[Part of a data file]
┄┄┄┄┄┄┄┄┄┄

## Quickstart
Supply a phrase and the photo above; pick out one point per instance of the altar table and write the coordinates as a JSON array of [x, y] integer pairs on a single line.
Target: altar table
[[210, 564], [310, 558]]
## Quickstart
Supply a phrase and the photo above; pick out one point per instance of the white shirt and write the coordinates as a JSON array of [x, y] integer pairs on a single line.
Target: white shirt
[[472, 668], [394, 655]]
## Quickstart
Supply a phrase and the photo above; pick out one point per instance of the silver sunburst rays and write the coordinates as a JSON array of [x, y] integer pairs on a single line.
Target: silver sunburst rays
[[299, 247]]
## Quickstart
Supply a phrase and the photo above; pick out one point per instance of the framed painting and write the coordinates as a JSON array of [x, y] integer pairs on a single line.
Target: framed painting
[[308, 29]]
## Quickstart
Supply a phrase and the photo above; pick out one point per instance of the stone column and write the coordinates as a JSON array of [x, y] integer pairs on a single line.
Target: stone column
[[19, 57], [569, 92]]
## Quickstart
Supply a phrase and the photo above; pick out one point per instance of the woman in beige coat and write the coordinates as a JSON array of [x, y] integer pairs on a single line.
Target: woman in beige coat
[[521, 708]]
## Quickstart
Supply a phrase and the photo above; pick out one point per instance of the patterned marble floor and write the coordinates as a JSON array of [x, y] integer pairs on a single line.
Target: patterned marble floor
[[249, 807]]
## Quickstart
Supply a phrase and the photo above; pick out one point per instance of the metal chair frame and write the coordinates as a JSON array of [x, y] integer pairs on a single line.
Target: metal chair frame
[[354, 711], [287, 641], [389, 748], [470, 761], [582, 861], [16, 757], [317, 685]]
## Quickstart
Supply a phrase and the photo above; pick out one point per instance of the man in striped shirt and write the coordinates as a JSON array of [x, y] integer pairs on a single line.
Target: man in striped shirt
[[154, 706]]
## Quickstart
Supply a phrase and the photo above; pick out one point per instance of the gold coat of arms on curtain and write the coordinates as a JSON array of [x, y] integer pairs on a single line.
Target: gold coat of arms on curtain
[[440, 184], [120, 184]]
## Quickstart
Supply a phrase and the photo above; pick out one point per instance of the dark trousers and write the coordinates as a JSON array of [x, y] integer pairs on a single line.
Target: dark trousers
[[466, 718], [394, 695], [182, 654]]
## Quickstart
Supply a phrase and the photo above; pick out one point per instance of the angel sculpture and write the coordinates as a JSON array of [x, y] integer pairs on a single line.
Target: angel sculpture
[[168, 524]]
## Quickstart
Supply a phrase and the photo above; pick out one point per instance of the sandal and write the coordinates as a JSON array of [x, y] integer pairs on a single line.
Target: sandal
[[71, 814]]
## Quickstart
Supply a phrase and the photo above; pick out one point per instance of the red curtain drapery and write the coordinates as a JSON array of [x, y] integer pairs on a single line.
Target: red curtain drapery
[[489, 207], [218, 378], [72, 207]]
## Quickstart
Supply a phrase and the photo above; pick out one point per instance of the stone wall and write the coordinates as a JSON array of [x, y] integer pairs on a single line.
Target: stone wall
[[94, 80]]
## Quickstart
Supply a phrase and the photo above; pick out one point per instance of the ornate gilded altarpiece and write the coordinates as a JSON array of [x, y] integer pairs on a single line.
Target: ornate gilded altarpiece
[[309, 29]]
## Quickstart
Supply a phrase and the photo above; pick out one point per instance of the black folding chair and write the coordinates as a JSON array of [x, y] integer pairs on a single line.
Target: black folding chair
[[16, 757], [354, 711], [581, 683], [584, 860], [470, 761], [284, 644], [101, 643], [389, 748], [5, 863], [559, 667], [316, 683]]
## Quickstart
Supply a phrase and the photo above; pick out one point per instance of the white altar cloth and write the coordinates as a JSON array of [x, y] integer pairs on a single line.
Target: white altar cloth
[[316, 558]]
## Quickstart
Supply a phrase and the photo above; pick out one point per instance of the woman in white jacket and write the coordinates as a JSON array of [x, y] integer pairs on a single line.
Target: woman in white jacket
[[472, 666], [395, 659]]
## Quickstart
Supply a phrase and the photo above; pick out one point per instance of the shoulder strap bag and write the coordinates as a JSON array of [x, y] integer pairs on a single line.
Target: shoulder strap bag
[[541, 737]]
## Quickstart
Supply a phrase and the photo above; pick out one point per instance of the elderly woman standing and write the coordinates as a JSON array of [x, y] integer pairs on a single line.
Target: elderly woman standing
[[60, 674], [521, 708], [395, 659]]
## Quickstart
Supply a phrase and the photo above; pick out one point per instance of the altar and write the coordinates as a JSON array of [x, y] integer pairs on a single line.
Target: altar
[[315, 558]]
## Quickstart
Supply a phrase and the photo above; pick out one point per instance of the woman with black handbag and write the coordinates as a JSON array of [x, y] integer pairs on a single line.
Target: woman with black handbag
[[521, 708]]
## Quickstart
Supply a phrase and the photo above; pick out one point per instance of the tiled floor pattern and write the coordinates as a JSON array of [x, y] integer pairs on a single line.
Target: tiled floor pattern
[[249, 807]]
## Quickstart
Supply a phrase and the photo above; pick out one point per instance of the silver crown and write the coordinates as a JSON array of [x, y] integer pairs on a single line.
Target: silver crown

┄┄┄┄┄┄┄┄┄┄

- **Exercise aim**
Please rewrite the lines from the first one through the line containing "[[210, 564], [310, 558]]", putting "communion table" wherever "altar table" appears and changing nothing else.

- **Output of the exercise**
## Quickstart
Supply a phrase and the photo above; pick out one point per instance of the communion table and write the coordinates as a JSON array of [x, y] integer pairs on a single line.
Target: communion table
[[210, 564], [310, 558]]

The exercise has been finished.